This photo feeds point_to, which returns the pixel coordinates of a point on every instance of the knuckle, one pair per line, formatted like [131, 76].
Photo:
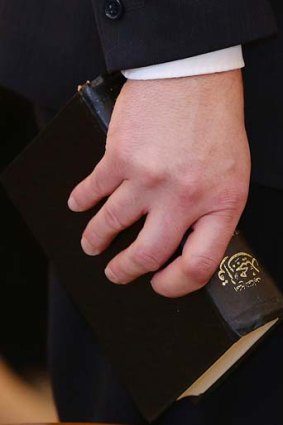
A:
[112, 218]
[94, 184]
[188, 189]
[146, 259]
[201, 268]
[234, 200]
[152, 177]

---

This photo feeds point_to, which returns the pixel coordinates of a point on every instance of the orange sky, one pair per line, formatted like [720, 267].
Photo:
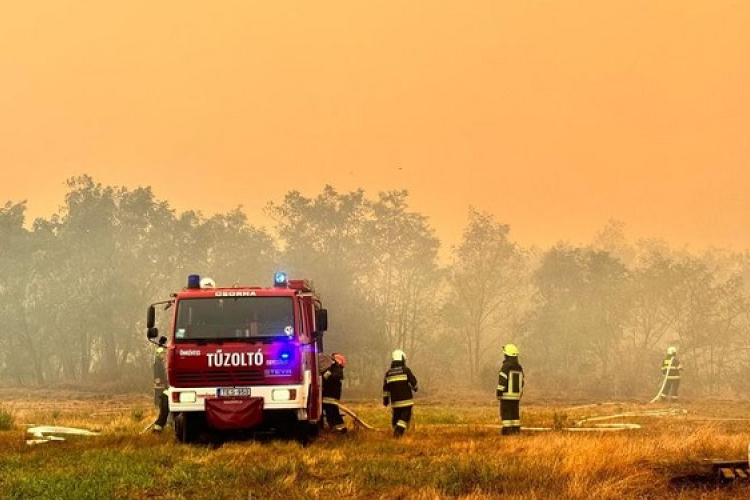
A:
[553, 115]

- Exercise details: Whichever lines of the records above hold the word "feeds" should all be copied out.

- Response to the exercise:
This photo feeds point_to, which returns the pixel coordinates of a point on every instance of the knuckle, one pair per line, formatted like [131, 76].
This photo feeds point_to, which returns the pixel coordinates of a point on every instance of the orange sky, one pair per line, formatted like [720, 267].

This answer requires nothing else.